■ **Your goal**:
Could you retype all of the data below, character for character, with nothing changed, added, or left out?

■ **Recorded data**:

## begin

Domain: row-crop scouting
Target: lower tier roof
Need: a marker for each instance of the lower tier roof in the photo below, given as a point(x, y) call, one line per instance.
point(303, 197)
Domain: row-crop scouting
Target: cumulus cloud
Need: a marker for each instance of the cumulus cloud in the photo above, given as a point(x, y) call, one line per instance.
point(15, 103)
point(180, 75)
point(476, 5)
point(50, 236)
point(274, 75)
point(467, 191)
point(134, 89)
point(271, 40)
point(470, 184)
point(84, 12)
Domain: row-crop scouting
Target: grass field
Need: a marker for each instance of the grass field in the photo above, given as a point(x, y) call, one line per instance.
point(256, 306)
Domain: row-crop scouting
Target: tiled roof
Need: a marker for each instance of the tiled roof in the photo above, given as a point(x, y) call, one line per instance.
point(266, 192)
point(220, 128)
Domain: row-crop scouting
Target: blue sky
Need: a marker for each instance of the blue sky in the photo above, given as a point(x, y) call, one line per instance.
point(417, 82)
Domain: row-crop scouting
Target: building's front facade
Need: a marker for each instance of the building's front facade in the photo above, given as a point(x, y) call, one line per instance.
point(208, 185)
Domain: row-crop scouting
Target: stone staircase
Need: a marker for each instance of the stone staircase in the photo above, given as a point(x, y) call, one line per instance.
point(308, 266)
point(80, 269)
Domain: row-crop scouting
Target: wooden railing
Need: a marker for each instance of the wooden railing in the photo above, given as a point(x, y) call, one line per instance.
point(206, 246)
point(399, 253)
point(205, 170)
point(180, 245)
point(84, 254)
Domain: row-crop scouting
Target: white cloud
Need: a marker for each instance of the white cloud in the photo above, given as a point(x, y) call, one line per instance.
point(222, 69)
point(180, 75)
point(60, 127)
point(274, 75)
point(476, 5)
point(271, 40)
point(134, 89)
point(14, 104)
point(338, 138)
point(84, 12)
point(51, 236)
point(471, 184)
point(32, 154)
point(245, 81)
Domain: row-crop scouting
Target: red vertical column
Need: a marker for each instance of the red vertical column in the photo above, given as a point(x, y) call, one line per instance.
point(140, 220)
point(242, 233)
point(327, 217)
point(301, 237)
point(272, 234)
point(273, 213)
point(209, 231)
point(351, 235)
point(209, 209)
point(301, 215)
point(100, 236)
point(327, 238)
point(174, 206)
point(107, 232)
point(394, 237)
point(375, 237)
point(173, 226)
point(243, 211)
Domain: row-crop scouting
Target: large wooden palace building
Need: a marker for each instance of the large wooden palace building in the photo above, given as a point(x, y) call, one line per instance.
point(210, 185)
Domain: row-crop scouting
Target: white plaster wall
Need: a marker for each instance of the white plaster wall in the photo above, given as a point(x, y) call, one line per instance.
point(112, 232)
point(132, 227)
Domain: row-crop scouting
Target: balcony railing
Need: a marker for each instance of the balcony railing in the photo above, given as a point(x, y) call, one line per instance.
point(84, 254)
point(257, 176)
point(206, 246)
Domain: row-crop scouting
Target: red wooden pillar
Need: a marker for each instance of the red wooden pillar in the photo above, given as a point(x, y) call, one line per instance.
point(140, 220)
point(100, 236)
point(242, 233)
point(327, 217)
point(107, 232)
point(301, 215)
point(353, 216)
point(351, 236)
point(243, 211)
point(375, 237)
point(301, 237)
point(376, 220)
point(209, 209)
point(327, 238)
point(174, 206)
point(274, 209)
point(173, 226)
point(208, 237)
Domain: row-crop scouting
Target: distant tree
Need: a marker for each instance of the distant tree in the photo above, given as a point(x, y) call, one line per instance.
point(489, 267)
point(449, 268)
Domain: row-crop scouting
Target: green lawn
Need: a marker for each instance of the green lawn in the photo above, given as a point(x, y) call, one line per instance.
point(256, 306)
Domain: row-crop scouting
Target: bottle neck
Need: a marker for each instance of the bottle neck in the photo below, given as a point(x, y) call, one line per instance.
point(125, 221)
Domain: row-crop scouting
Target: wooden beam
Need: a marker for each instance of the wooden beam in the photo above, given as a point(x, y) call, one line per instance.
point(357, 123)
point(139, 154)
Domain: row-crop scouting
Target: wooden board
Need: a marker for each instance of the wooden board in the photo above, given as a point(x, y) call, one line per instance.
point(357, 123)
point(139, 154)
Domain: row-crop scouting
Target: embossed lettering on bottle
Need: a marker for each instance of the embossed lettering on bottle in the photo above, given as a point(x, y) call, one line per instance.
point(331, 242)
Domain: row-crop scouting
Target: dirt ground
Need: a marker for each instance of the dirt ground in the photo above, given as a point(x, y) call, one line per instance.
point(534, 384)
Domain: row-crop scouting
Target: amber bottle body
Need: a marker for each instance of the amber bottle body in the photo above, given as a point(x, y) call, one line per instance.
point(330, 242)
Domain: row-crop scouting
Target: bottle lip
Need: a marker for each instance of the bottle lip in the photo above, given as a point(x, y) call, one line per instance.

## end

■ **The completed task**:
Domain: row-crop scouting
Target: lower tier roof
Need: a marker for each instance of the lower tier roof in the photo below, given as a point(x, y) call, one line per instance.
point(303, 197)
Domain: row-crop scouting
Target: cumulus cloud
Need: a marker for each instance of the cumulus cloud in the photo above, given as a point(x, y) call, one line per instance.
point(15, 103)
point(180, 75)
point(476, 5)
point(50, 236)
point(274, 75)
point(467, 191)
point(134, 89)
point(271, 40)
point(470, 184)
point(84, 12)
Domain: row-crop scouting
Target: grass field
Need: a marker for each instance of the grass field in the photo above, given as a point(x, y) call, one line per instance.
point(256, 306)
Domain: row-crop scouting
Target: tiled roof
Need: a marker for each instance of the tiled roof in the photo above, given as a point(x, y) call, one line per instance.
point(266, 192)
point(220, 128)
Domain: row-crop scouting
Target: blue sky
Need: a marker for each instance of the blue sky in the photo above, given as a point(x, y) call, one line per instance.
point(417, 82)
Domain: row-crop scouting
Target: building's front facade
Need: a marker for each instance of the building's front facade in the photo above, given as a point(x, y) call, one line per instance.
point(208, 185)
Domain: row-crop scouting
Target: stone staircase
Need: a marker for each instance of the stone staircase in the photo above, given as a point(x, y) call, one line per instance.
point(308, 266)
point(80, 269)
Domain: row-crop scouting
Target: wooden railing
Need: a marker for each instance of the wooden railing in the photo above, given as a point(x, y) call, one line per instance.
point(206, 246)
point(399, 253)
point(205, 170)
point(180, 245)
point(84, 254)
Domain: row-crop scouting
Target: white cloud
Need: a marker for each instance of the white cloud in the photo above, given as a point(x, y) call, one line per instance.
point(222, 69)
point(180, 75)
point(60, 127)
point(274, 75)
point(476, 5)
point(271, 40)
point(134, 89)
point(14, 104)
point(338, 138)
point(84, 12)
point(51, 236)
point(471, 184)
point(32, 154)
point(245, 81)
Domain: row-crop scouting
Target: red vertical column
Need: a marker for each instance of the red vertical column in the photo above, given as a point(x, y) call, one line per instance.
point(140, 220)
point(242, 233)
point(327, 217)
point(301, 237)
point(272, 234)
point(273, 213)
point(209, 231)
point(351, 235)
point(209, 209)
point(301, 215)
point(100, 236)
point(327, 238)
point(174, 206)
point(107, 232)
point(394, 237)
point(375, 237)
point(173, 226)
point(243, 211)
Domain: row-crop scouting
Target: large wooden palace building
Need: a marker for each instance of the large wooden palace building in the photo above, given as a point(x, y) call, one line per instance.
point(210, 185)
Domain: row-crop scouting
Target: white plaster wall
Need: a marker for each instance of the white plaster wall in the photo above, given as a point(x, y) call, one line per instance.
point(112, 232)
point(132, 227)
Domain: row-crop scouting
Target: balcony railing
Need: a marker for each instance of the balcony railing in the photo above, given as a point(x, y) call, one line per instance.
point(84, 254)
point(257, 176)
point(206, 246)
Domain: row-crop scouting
Target: red wooden pillar
Need: a marker for each instance of the red wooden pillar in the photo above, given as a point(x, y) call, one line per instance.
point(140, 220)
point(100, 236)
point(242, 233)
point(327, 217)
point(107, 232)
point(301, 215)
point(353, 216)
point(351, 236)
point(243, 211)
point(375, 237)
point(301, 237)
point(376, 220)
point(209, 209)
point(327, 238)
point(174, 206)
point(274, 209)
point(173, 226)
point(208, 237)
Domain: row-crop scouting
Target: distant tree
Need: a marker for each instance of the distant tree in the photo above, given as a point(x, y) call, one line per instance.
point(489, 267)
point(449, 268)
Domain: row-crop scouting
Target: green lawn
Need: a marker for each instance of the green lawn in the photo above, given as a point(x, y) call, one line per instance.
point(256, 306)
Domain: row-crop scouting
Target: bottle neck
Need: a marker for each instance of the bottle neck in the photo below, given as a point(x, y) call, one line per instance.
point(125, 221)
Domain: row-crop scouting
Target: wooden beam
Need: a marker for each instance of the wooden beam in the photo above, given as a point(x, y) call, one line per instance.
point(357, 123)
point(139, 154)
Domain: row-crop scouting
Target: wooden board
Need: a marker for each instance of the wooden board in the photo above, given as a point(x, y) call, one line per instance.
point(357, 123)
point(139, 154)
Domain: row-crop scouting
Target: embossed lettering on bottle
Need: a marker for each instance of the embossed lettering on bottle in the photo above, given as a point(x, y) call, one line per instance.
point(331, 242)
Domain: row-crop scouting
Target: dirt ground
Need: a marker for each instance of the dirt ground in the photo above, given as a point(x, y) call, one line per instance.
point(534, 384)
Domain: row-crop scouting
Target: amber bottle body
Need: a marker for each instance of the amber bottle body in the photo above, given as a point(x, y) call, one line per instance.
point(330, 242)
Domain: row-crop scouting
Target: bottle lip
Need: a marker for each instance of the bottle lip in the photo above, given as a point(x, y) call, one line per instance.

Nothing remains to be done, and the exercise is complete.